Set problem:
Pick out and copy every line in the items below that contains the string "boat". Case counts.

Listed records:

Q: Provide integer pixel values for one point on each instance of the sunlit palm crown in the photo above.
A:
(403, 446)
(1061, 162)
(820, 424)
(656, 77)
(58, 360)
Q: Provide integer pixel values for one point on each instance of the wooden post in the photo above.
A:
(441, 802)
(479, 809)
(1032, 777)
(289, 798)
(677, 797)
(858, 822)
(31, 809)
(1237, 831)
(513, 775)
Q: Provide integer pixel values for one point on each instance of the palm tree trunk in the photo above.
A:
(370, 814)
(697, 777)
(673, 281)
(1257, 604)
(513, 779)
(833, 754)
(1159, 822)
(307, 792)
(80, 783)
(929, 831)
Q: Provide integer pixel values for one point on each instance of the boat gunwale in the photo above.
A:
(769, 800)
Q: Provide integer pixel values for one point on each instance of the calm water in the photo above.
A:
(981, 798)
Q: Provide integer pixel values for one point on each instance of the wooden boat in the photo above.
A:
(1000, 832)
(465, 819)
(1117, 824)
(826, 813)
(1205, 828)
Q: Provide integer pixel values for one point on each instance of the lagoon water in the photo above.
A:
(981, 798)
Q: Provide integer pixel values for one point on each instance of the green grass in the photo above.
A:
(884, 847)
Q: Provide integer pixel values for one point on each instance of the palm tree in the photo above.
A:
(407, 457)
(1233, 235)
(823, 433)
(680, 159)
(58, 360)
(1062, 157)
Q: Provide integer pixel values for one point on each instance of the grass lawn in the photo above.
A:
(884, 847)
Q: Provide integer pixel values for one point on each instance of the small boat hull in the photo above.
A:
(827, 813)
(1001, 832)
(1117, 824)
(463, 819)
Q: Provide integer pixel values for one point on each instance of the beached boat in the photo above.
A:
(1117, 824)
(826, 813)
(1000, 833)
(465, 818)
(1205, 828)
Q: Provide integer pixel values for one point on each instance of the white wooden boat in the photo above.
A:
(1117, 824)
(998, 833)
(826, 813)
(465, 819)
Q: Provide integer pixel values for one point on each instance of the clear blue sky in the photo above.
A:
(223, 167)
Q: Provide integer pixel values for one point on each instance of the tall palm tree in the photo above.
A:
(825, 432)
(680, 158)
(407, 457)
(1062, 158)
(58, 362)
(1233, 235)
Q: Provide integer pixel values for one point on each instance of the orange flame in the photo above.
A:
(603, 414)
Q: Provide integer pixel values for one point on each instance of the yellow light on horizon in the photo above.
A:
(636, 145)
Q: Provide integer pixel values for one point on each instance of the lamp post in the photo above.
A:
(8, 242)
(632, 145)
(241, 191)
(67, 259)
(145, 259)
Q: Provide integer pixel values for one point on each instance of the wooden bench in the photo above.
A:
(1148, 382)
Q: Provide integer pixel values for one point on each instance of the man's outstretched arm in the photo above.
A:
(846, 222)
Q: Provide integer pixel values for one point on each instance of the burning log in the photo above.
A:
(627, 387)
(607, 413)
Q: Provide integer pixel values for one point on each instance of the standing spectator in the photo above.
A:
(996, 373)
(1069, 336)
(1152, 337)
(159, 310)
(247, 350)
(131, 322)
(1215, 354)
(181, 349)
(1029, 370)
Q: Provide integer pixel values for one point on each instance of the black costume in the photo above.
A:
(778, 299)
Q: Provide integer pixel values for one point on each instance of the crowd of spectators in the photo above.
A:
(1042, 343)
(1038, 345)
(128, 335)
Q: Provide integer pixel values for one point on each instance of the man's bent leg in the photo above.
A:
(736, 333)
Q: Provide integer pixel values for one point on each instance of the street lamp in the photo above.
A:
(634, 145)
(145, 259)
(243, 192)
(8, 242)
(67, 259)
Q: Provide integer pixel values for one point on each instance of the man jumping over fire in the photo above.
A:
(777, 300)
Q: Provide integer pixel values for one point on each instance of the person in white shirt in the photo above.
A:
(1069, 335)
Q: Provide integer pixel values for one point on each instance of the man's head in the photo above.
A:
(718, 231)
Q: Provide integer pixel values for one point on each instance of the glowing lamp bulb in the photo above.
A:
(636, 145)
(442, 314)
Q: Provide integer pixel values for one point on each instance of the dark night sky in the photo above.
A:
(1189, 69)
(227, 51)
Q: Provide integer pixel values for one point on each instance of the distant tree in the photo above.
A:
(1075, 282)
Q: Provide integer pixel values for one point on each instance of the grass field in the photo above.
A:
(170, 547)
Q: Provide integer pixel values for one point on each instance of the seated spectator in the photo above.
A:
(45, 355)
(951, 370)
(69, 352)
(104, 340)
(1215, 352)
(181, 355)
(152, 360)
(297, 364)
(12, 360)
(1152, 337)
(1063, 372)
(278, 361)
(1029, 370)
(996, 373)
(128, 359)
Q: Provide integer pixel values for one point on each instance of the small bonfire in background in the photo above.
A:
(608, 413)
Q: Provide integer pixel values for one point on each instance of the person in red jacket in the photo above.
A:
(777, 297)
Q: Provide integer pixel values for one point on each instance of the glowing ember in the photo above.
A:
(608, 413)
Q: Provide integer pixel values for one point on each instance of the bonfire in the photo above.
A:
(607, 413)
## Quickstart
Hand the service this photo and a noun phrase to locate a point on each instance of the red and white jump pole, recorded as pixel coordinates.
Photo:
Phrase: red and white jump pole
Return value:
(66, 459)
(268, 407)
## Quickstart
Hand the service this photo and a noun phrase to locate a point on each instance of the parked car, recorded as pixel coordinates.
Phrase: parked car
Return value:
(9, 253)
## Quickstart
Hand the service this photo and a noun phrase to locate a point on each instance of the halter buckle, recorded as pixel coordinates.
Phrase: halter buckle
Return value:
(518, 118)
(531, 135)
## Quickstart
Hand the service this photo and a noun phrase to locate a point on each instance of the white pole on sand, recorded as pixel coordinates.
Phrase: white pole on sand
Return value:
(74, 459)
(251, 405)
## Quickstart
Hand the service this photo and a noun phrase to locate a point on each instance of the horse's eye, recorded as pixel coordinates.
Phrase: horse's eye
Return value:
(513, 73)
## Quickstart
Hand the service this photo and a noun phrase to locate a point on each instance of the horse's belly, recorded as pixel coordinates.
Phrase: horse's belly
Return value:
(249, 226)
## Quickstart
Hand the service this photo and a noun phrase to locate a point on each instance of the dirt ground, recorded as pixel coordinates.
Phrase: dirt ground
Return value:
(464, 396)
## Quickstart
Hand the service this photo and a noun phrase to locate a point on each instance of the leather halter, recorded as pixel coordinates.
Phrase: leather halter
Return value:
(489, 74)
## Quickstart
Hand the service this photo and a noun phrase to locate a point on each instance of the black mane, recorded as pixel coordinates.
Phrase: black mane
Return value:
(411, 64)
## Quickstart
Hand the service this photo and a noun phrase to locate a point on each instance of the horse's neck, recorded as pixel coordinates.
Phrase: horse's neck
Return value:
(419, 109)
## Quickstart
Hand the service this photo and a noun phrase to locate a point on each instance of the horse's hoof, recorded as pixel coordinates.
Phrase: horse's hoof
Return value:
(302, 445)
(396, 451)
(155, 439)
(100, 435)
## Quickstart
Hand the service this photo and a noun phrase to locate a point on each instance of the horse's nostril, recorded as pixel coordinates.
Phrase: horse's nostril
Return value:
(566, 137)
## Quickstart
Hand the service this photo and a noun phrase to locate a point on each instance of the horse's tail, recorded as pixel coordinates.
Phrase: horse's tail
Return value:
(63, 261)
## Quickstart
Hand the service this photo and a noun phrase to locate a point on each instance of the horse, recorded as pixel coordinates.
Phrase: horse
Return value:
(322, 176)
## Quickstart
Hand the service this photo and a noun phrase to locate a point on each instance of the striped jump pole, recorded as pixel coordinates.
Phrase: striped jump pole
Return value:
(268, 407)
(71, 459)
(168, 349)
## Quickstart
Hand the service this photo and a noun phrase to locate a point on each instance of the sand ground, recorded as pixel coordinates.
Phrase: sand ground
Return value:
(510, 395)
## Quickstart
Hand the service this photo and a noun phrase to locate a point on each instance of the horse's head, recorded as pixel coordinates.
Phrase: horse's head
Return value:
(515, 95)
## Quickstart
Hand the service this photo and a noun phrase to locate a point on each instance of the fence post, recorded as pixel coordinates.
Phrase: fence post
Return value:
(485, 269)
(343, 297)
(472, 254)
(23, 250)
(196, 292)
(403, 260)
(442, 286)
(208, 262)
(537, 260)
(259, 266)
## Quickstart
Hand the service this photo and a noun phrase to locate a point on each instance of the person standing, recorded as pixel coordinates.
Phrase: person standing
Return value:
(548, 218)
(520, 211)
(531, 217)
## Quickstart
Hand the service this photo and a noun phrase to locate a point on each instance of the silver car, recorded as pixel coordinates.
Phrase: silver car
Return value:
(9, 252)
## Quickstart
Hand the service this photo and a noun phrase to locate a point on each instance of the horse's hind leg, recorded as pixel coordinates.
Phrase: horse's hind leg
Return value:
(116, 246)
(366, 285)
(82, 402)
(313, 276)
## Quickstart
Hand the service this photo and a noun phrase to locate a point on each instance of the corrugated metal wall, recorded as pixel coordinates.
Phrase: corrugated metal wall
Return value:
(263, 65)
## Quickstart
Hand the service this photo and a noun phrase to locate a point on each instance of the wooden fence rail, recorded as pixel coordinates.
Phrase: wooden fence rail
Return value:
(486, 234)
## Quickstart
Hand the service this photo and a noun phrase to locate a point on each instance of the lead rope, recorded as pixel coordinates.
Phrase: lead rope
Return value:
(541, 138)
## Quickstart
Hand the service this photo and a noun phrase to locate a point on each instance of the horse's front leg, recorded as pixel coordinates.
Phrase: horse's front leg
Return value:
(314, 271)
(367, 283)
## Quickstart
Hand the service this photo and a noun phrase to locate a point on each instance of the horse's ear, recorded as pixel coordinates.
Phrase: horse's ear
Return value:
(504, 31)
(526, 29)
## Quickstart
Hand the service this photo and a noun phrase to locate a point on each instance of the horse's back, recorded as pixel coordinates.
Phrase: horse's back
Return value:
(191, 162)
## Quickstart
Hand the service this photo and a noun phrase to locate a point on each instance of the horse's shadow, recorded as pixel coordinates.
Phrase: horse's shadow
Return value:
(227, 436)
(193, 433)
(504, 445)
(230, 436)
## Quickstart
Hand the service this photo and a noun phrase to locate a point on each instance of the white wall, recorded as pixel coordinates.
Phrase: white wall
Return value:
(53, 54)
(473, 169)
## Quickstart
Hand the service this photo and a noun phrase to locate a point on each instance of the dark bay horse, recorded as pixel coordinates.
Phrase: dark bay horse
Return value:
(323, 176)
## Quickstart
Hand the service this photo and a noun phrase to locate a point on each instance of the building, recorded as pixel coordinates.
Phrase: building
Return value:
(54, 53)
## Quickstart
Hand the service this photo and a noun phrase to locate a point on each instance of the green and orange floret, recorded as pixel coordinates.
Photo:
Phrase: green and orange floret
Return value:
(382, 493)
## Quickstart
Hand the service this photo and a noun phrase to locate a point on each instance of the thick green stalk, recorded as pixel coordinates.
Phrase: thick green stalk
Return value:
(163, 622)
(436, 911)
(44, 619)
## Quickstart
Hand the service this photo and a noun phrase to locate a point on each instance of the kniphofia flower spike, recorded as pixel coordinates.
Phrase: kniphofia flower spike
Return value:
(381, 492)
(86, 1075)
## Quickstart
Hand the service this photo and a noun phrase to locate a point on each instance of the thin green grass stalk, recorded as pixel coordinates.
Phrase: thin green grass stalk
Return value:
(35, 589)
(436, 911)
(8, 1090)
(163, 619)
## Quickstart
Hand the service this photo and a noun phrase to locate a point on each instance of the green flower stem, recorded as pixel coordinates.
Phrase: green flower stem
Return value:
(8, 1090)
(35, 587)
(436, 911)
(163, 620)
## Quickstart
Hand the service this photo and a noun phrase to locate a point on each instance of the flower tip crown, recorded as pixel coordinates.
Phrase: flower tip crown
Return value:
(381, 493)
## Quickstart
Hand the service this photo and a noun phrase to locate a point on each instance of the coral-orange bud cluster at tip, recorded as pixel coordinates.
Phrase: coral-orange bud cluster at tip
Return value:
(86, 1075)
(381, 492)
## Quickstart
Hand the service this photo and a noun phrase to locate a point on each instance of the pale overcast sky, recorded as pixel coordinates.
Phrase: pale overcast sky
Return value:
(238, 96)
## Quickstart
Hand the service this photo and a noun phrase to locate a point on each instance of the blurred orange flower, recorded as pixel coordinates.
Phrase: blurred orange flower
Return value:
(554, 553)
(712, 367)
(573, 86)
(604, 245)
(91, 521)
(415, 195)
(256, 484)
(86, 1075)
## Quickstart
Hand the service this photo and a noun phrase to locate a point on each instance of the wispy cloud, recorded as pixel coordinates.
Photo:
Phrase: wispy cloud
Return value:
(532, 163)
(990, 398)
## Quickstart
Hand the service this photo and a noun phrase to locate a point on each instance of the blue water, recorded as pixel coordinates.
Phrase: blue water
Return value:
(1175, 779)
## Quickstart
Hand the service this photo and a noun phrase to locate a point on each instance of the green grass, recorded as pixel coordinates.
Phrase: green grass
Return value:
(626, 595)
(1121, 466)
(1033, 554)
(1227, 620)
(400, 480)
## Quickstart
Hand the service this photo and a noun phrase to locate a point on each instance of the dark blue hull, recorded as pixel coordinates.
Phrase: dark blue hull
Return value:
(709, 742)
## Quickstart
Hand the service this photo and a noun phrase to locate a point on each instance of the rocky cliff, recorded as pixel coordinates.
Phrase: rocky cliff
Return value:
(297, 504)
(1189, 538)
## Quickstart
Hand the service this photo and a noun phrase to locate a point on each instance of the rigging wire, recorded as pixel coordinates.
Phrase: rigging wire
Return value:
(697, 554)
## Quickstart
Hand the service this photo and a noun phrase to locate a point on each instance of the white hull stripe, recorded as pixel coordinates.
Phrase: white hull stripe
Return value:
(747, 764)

Task answer:
Q: Provide integer pixel values for one point on each instance of the boat gunwale in the photo above.
Q: Provide integer pixel values for one point on each instance of the wooden boat in the photo above.
Q: Provide integer pixel values for one point on each instance of the small boat hull in the photo above.
Q: Provide integer pixel values for one point on each instance of the beached boat in the photo above.
Q: Provide integer pixel values for one point on each instance of the white wooden boat in the photo above.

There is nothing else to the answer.